Word for word and without images, transcribe all of the records.
Start of Block
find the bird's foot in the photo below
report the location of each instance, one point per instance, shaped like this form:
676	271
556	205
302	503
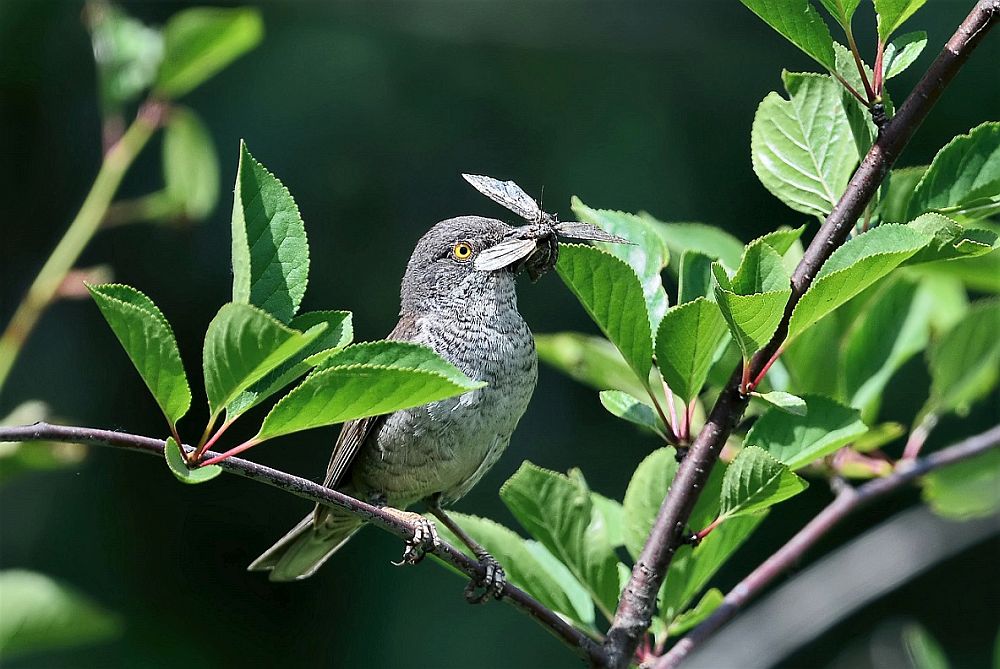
End of Block
__Solution for this problem__
find the bird's foot in the photo below
report the location of each instance, one point per instance, shaped like this form:
676	271
556	205
302	503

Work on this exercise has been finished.